** START OF Records provided **
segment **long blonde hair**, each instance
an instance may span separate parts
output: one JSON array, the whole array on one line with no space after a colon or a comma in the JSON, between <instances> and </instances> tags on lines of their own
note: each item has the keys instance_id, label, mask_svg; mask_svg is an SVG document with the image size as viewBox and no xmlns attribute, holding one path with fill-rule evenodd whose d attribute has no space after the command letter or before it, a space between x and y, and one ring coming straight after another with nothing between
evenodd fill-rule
** END OF Records provided **
** START OF Records provided **
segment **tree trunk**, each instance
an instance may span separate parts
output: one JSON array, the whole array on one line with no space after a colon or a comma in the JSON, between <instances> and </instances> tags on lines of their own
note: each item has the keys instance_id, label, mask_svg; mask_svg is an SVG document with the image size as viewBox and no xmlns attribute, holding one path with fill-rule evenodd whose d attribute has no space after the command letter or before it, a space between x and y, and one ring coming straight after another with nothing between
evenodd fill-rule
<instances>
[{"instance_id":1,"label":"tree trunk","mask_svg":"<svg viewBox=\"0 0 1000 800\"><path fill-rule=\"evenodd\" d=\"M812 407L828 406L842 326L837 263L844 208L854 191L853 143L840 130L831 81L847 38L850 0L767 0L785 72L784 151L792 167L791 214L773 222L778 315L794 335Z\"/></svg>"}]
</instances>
** END OF Records provided **
--- Given instruction ---
List each line of the records containing the word "segment", matching its case exactly.

--- Task solution ---
segment **long blonde hair**, each instance
segment **tree trunk**, each instance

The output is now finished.